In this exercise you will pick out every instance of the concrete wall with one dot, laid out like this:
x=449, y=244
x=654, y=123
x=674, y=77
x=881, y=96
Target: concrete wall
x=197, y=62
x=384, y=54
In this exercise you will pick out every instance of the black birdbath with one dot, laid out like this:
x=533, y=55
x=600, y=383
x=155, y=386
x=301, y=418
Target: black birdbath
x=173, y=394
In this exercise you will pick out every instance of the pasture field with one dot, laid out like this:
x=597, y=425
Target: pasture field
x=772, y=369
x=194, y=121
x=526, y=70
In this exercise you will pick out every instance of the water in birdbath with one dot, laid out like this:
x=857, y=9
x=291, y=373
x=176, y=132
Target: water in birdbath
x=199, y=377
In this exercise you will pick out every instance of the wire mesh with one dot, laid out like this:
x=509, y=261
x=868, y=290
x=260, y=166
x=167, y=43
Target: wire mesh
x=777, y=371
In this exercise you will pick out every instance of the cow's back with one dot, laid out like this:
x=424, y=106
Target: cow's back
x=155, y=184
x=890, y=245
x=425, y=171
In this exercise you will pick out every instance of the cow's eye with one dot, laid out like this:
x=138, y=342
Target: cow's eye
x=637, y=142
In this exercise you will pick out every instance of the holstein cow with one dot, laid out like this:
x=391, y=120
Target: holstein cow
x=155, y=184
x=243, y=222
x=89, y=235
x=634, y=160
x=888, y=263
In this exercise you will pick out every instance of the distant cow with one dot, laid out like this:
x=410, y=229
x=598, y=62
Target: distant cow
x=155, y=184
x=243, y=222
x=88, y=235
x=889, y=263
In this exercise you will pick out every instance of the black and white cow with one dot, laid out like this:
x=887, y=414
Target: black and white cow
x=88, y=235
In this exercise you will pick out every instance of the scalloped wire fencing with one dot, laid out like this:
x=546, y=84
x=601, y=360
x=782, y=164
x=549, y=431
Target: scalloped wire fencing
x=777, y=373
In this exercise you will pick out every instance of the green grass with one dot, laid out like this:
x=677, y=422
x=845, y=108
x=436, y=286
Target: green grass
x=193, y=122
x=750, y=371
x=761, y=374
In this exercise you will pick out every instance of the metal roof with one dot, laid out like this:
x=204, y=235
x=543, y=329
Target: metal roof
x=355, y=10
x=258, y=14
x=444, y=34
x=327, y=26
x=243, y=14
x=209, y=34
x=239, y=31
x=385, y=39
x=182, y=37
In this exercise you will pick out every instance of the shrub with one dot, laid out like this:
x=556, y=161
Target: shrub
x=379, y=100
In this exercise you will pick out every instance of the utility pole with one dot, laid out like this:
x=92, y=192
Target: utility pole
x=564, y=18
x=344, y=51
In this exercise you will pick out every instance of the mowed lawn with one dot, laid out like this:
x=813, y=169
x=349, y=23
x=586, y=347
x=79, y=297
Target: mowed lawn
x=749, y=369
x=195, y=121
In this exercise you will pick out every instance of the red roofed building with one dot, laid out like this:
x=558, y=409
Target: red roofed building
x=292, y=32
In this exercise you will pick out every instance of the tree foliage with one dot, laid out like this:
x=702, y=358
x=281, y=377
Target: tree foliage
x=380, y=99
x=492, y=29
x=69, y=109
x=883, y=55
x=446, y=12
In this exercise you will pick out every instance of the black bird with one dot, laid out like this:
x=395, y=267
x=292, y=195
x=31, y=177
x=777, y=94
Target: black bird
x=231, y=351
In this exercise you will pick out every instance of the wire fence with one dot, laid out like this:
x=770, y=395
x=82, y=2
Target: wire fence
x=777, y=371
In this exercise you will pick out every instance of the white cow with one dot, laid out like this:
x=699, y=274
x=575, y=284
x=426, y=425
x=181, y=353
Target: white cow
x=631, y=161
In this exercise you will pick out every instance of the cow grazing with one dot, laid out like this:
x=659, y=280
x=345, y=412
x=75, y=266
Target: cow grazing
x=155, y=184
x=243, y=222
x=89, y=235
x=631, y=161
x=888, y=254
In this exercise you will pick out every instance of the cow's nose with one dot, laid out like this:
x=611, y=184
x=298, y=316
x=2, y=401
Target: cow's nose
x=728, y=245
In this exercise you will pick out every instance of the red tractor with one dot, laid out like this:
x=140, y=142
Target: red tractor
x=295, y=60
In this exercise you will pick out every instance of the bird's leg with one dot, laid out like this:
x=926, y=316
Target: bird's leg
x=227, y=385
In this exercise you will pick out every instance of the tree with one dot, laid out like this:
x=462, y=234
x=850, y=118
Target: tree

.....

Stated goal:
Reproduce, unchanged, the lines of the material above starting at the line containing "the cow's eye" and ending at the line containing "x=637, y=142", including both.

Correct answer:
In this exercise you will pick out every instance of the cow's eye with one dot, laid out like this:
x=138, y=342
Target: cow's eye
x=637, y=142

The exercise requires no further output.